╭─ DATASET EXTRACT
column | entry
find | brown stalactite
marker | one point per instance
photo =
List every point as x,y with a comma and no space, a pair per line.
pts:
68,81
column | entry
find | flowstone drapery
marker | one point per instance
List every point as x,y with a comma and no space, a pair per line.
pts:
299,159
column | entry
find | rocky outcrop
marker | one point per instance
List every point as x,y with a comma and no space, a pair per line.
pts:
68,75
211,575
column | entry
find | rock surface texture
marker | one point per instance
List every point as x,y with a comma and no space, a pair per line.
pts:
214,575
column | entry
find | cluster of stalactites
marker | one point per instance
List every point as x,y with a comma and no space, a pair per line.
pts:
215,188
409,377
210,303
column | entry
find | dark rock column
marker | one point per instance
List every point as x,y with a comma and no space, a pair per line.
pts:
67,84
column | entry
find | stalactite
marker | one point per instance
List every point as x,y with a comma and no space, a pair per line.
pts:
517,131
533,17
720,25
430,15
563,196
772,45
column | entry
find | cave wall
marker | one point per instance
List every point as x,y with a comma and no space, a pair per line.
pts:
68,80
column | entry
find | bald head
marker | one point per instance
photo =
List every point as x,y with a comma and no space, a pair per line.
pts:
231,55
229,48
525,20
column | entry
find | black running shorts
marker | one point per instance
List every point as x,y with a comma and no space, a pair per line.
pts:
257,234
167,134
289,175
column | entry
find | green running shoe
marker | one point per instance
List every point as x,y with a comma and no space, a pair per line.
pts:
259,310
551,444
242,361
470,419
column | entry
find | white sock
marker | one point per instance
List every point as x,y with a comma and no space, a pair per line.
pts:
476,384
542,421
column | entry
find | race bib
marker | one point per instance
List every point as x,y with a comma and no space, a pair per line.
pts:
╰─
WHAT IS EXPECTED:
Output every record above exactly as it appears.

THE ANSWER:
column | entry
find | brown stalactite
marker | one point per instance
photo =
List every point as x,y with a comma and no space, a pair per line.
pts:
68,81
column | entry
find | flowstone drapery
marker | one point per instance
List every point as x,y with a comma and no space, a pair per line.
pts:
299,159
column | entry
find | rocky outcrop
marker | one point per instance
List every point as x,y with a comma and no space, a pair per line.
pts:
68,75
211,575
column | entry
find | rock surface texture
marker | one point per instance
List every point as x,y with a comma and no space, a pair per line.
pts:
214,575
column | entry
find | cluster of stalactites
marker | one point per instance
List every point as x,y with a comma and no space, a pair per line.
pts:
215,188
409,377
210,303
column | entry
find | dark rock column
marker | one point per instance
List every point as x,y with a comma and no space, a pair per line.
pts:
67,84
column | entry
find | stalactite
marker | one point per instance
List every point as x,y with a comma and no space, a pair per line.
pts:
517,131
533,17
720,25
430,15
563,196
772,45
column | entry
find | cave wall
marker | one point per instance
List every point as x,y with a comma and no space, a pair per line.
pts:
68,80
column | entry
find | bald head
marker | one point per instance
photo =
List every point as x,y with a comma and no space, a pair per line.
pts:
231,55
229,48
525,20
column | entry
find | black running shorts
marker | one point per instance
List every point as x,y with a comma and no space, a pair per line.
pts:
257,234
167,134
289,175
column | entry
find | green running shoe
marker | one point per instance
List every point as x,y with a comma and no space, a pair per line.
pts:
259,310
551,444
242,361
470,419
column | entry
find | white sock
marker | one point per instance
List every point as x,y with a comma and no space, a pair per line.
pts:
476,384
542,421
column | entry
find | race bib
marker | one point per instance
List every point as x,y with a comma and no space, a pair per line.
pts:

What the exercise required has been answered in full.